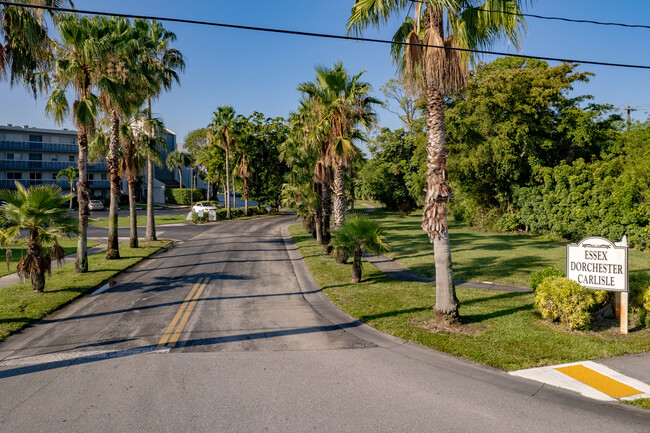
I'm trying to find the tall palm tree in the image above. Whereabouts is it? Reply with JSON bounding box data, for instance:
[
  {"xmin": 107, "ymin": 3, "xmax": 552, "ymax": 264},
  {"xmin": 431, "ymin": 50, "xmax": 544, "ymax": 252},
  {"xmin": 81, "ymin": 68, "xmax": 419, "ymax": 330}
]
[
  {"xmin": 0, "ymin": 0, "xmax": 69, "ymax": 96},
  {"xmin": 208, "ymin": 105, "xmax": 239, "ymax": 219},
  {"xmin": 133, "ymin": 19, "xmax": 185, "ymax": 241},
  {"xmin": 165, "ymin": 150, "xmax": 192, "ymax": 188},
  {"xmin": 45, "ymin": 14, "xmax": 107, "ymax": 273},
  {"xmin": 348, "ymin": 0, "xmax": 524, "ymax": 322},
  {"xmin": 0, "ymin": 182, "xmax": 77, "ymax": 292},
  {"xmin": 308, "ymin": 62, "xmax": 381, "ymax": 230},
  {"xmin": 56, "ymin": 165, "xmax": 79, "ymax": 212}
]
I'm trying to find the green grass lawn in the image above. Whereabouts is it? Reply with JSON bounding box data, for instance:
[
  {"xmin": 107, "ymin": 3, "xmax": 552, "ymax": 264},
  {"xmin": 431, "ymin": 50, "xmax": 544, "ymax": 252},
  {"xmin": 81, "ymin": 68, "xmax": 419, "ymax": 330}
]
[
  {"xmin": 89, "ymin": 211, "xmax": 189, "ymax": 228},
  {"xmin": 364, "ymin": 208, "xmax": 650, "ymax": 286},
  {"xmin": 0, "ymin": 241, "xmax": 170, "ymax": 341},
  {"xmin": 290, "ymin": 224, "xmax": 650, "ymax": 370},
  {"xmin": 0, "ymin": 238, "xmax": 99, "ymax": 277}
]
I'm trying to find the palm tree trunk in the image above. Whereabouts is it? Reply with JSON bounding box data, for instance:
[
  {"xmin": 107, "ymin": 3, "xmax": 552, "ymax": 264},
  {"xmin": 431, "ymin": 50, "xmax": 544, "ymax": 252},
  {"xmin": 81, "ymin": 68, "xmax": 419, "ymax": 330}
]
[
  {"xmin": 225, "ymin": 144, "xmax": 230, "ymax": 219},
  {"xmin": 144, "ymin": 98, "xmax": 156, "ymax": 241},
  {"xmin": 144, "ymin": 158, "xmax": 156, "ymax": 241},
  {"xmin": 422, "ymin": 84, "xmax": 460, "ymax": 323},
  {"xmin": 128, "ymin": 179, "xmax": 138, "ymax": 248},
  {"xmin": 352, "ymin": 248, "xmax": 361, "ymax": 283},
  {"xmin": 321, "ymin": 167, "xmax": 332, "ymax": 252},
  {"xmin": 314, "ymin": 183, "xmax": 323, "ymax": 245},
  {"xmin": 75, "ymin": 127, "xmax": 90, "ymax": 274},
  {"xmin": 106, "ymin": 110, "xmax": 122, "ymax": 260},
  {"xmin": 334, "ymin": 161, "xmax": 346, "ymax": 227}
]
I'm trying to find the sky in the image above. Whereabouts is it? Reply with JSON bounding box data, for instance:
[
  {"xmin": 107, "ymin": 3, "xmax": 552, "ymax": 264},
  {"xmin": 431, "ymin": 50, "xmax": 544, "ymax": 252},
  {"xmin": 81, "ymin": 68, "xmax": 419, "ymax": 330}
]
[{"xmin": 0, "ymin": 0, "xmax": 650, "ymax": 148}]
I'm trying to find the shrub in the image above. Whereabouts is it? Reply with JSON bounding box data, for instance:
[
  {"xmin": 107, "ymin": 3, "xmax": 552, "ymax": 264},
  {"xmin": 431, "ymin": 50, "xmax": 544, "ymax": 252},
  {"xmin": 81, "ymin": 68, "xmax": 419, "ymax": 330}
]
[
  {"xmin": 535, "ymin": 277, "xmax": 598, "ymax": 330},
  {"xmin": 494, "ymin": 213, "xmax": 521, "ymax": 232},
  {"xmin": 530, "ymin": 268, "xmax": 565, "ymax": 292}
]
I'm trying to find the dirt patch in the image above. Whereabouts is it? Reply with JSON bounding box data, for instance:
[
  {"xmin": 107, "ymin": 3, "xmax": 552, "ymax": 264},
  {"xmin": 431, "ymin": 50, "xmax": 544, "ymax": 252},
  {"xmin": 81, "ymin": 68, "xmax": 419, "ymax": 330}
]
[{"xmin": 408, "ymin": 319, "xmax": 484, "ymax": 335}]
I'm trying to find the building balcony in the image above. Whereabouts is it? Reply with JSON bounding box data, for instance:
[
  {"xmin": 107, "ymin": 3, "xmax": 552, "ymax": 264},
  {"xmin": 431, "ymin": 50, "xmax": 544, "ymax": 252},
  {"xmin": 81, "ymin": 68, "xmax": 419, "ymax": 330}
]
[
  {"xmin": 0, "ymin": 140, "xmax": 79, "ymax": 153},
  {"xmin": 0, "ymin": 159, "xmax": 108, "ymax": 172}
]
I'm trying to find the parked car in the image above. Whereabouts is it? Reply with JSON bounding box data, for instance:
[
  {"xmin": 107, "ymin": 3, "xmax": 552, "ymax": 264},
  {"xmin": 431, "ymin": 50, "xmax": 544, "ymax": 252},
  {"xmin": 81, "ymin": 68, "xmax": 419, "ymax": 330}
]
[
  {"xmin": 88, "ymin": 200, "xmax": 104, "ymax": 210},
  {"xmin": 192, "ymin": 201, "xmax": 217, "ymax": 213}
]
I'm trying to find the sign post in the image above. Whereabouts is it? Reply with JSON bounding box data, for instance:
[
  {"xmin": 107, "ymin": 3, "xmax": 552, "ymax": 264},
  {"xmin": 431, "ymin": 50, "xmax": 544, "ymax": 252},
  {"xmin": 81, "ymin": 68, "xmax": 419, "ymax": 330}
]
[{"xmin": 566, "ymin": 236, "xmax": 628, "ymax": 334}]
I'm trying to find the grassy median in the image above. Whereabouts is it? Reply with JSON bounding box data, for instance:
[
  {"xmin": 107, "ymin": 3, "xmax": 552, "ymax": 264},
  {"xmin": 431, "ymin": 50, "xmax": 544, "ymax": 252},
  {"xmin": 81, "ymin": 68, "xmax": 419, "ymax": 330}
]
[
  {"xmin": 290, "ymin": 221, "xmax": 650, "ymax": 370},
  {"xmin": 0, "ymin": 241, "xmax": 170, "ymax": 341}
]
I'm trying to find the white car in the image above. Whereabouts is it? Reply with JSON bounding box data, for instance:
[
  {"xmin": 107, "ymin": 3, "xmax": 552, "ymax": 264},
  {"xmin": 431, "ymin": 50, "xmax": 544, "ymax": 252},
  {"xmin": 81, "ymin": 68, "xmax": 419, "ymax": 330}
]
[
  {"xmin": 88, "ymin": 200, "xmax": 104, "ymax": 210},
  {"xmin": 192, "ymin": 201, "xmax": 217, "ymax": 213}
]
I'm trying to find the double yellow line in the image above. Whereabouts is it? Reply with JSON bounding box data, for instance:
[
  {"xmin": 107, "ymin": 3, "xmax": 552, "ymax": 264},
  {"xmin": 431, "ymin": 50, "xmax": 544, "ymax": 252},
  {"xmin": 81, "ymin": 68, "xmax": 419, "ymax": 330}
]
[{"xmin": 158, "ymin": 278, "xmax": 209, "ymax": 347}]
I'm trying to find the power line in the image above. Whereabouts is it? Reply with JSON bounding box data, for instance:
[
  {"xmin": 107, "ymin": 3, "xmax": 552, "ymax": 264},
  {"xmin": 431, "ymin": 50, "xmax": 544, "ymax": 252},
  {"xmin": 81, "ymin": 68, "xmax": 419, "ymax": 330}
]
[
  {"xmin": 0, "ymin": 0, "xmax": 650, "ymax": 69},
  {"xmin": 410, "ymin": 0, "xmax": 650, "ymax": 29}
]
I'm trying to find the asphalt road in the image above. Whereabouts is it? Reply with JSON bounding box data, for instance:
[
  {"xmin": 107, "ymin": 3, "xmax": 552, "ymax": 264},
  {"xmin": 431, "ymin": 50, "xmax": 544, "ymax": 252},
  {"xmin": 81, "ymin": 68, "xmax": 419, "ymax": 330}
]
[{"xmin": 0, "ymin": 216, "xmax": 650, "ymax": 432}]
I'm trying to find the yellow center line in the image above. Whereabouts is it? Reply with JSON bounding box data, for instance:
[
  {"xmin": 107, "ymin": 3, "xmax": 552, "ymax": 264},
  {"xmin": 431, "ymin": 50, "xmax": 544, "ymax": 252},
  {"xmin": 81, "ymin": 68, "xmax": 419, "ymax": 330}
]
[
  {"xmin": 158, "ymin": 278, "xmax": 207, "ymax": 347},
  {"xmin": 169, "ymin": 278, "xmax": 208, "ymax": 347}
]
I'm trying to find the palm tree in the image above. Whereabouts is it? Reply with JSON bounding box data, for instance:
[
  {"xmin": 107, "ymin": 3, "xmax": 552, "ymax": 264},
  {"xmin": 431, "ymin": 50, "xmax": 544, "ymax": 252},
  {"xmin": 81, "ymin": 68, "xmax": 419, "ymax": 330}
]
[
  {"xmin": 0, "ymin": 182, "xmax": 77, "ymax": 292},
  {"xmin": 0, "ymin": 0, "xmax": 69, "ymax": 96},
  {"xmin": 348, "ymin": 0, "xmax": 524, "ymax": 322},
  {"xmin": 56, "ymin": 165, "xmax": 79, "ymax": 212},
  {"xmin": 332, "ymin": 215, "xmax": 388, "ymax": 283},
  {"xmin": 45, "ymin": 14, "xmax": 107, "ymax": 273},
  {"xmin": 133, "ymin": 19, "xmax": 185, "ymax": 241},
  {"xmin": 209, "ymin": 105, "xmax": 239, "ymax": 219},
  {"xmin": 165, "ymin": 150, "xmax": 192, "ymax": 188}
]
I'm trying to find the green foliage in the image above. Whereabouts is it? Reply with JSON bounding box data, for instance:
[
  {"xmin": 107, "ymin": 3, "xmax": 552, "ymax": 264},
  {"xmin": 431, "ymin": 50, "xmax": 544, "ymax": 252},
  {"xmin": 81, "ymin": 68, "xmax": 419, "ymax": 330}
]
[
  {"xmin": 446, "ymin": 58, "xmax": 619, "ymax": 210},
  {"xmin": 530, "ymin": 267, "xmax": 565, "ymax": 292},
  {"xmin": 535, "ymin": 277, "xmax": 602, "ymax": 330},
  {"xmin": 165, "ymin": 188, "xmax": 206, "ymax": 205}
]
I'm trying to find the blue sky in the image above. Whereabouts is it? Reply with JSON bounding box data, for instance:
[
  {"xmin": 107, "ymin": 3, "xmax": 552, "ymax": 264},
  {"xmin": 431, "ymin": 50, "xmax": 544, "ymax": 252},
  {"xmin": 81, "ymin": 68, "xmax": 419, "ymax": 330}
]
[{"xmin": 0, "ymin": 0, "xmax": 650, "ymax": 147}]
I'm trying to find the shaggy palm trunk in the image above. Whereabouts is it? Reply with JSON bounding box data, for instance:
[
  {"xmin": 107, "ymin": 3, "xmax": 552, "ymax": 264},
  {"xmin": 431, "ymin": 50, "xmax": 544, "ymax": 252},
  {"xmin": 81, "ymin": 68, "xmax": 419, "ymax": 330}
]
[
  {"xmin": 314, "ymin": 183, "xmax": 323, "ymax": 245},
  {"xmin": 422, "ymin": 84, "xmax": 460, "ymax": 323},
  {"xmin": 106, "ymin": 110, "xmax": 122, "ymax": 260},
  {"xmin": 321, "ymin": 167, "xmax": 332, "ymax": 253},
  {"xmin": 225, "ymin": 145, "xmax": 230, "ymax": 219},
  {"xmin": 27, "ymin": 230, "xmax": 47, "ymax": 292},
  {"xmin": 334, "ymin": 161, "xmax": 346, "ymax": 227},
  {"xmin": 144, "ymin": 98, "xmax": 156, "ymax": 241},
  {"xmin": 144, "ymin": 158, "xmax": 156, "ymax": 241},
  {"xmin": 244, "ymin": 177, "xmax": 250, "ymax": 216},
  {"xmin": 74, "ymin": 127, "xmax": 90, "ymax": 274},
  {"xmin": 352, "ymin": 248, "xmax": 361, "ymax": 283},
  {"xmin": 128, "ymin": 179, "xmax": 138, "ymax": 248}
]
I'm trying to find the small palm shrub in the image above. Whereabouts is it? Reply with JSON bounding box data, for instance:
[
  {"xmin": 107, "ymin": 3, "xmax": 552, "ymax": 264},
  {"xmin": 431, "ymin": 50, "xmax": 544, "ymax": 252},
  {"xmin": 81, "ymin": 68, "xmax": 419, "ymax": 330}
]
[
  {"xmin": 332, "ymin": 215, "xmax": 388, "ymax": 283},
  {"xmin": 535, "ymin": 276, "xmax": 611, "ymax": 331},
  {"xmin": 530, "ymin": 268, "xmax": 565, "ymax": 292}
]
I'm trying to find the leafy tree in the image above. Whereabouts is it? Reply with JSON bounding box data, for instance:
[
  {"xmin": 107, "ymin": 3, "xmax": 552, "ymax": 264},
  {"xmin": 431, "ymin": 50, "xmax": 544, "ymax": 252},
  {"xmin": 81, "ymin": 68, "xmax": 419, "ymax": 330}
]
[
  {"xmin": 332, "ymin": 215, "xmax": 388, "ymax": 283},
  {"xmin": 0, "ymin": 182, "xmax": 77, "ymax": 292},
  {"xmin": 56, "ymin": 165, "xmax": 79, "ymax": 212},
  {"xmin": 348, "ymin": 0, "xmax": 523, "ymax": 322}
]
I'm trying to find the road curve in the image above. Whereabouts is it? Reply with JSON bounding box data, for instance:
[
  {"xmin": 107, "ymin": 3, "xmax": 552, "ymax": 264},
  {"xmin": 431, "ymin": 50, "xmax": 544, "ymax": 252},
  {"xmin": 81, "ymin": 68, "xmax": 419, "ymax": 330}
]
[{"xmin": 0, "ymin": 216, "xmax": 650, "ymax": 432}]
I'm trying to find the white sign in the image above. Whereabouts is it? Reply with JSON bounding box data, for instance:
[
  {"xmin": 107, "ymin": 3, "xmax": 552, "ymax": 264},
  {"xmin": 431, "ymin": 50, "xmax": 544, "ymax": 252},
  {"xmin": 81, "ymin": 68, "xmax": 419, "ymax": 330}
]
[{"xmin": 566, "ymin": 236, "xmax": 628, "ymax": 292}]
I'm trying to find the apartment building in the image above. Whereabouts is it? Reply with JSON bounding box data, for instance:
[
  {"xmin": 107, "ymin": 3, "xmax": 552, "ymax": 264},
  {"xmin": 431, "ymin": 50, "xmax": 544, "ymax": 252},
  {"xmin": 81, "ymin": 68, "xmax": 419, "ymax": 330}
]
[{"xmin": 0, "ymin": 124, "xmax": 110, "ymax": 198}]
######
- [REQUIRED TASK]: Print the line containing "I'm trying to find the small" and every line after it to the end of the records above, exactly as written, and nothing else.

- [WORKED ANSWER]:
I'm trying to find the small palm shrub in the image above. Whereabouts is it? Reply with JSON bounding box data, for instance:
[
  {"xmin": 107, "ymin": 3, "xmax": 552, "ymax": 264},
  {"xmin": 431, "ymin": 50, "xmax": 544, "ymax": 252},
  {"xmin": 81, "ymin": 68, "xmax": 419, "ymax": 330}
]
[
  {"xmin": 332, "ymin": 215, "xmax": 388, "ymax": 283},
  {"xmin": 535, "ymin": 276, "xmax": 611, "ymax": 331},
  {"xmin": 530, "ymin": 268, "xmax": 565, "ymax": 292}
]
I'm trying to find the leafy tree in the image above. Whereabouts is it? Reply with JSON bounding box data, for instance:
[
  {"xmin": 107, "ymin": 3, "xmax": 552, "ymax": 264},
  {"xmin": 431, "ymin": 50, "xmax": 544, "ymax": 252},
  {"xmin": 81, "ymin": 68, "xmax": 419, "ymax": 330}
]
[
  {"xmin": 332, "ymin": 215, "xmax": 388, "ymax": 283},
  {"xmin": 0, "ymin": 182, "xmax": 77, "ymax": 292},
  {"xmin": 56, "ymin": 165, "xmax": 79, "ymax": 212},
  {"xmin": 348, "ymin": 0, "xmax": 523, "ymax": 322}
]
I'm trying to find the road curve in the image above. Whereabouts is it? Reply with JSON bounding box data, for instance:
[
  {"xmin": 107, "ymin": 3, "xmax": 552, "ymax": 264},
  {"xmin": 431, "ymin": 50, "xmax": 544, "ymax": 252},
  {"xmin": 81, "ymin": 68, "xmax": 419, "ymax": 330}
]
[{"xmin": 0, "ymin": 216, "xmax": 650, "ymax": 432}]
I'm trying to find the white sign in the image above. Whereabouts is it? Reply with JSON bounding box data, for instance:
[
  {"xmin": 107, "ymin": 3, "xmax": 552, "ymax": 264},
  {"xmin": 431, "ymin": 50, "xmax": 544, "ymax": 252},
  {"xmin": 81, "ymin": 68, "xmax": 419, "ymax": 330}
]
[{"xmin": 566, "ymin": 236, "xmax": 628, "ymax": 292}]
I'm trying to find the apartment building in the image above. Whereabouts is it? Reply with JSON bounding box data, for instance:
[
  {"xmin": 107, "ymin": 3, "xmax": 552, "ymax": 264},
  {"xmin": 431, "ymin": 50, "xmax": 544, "ymax": 252},
  {"xmin": 81, "ymin": 68, "xmax": 419, "ymax": 330}
]
[{"xmin": 0, "ymin": 124, "xmax": 110, "ymax": 198}]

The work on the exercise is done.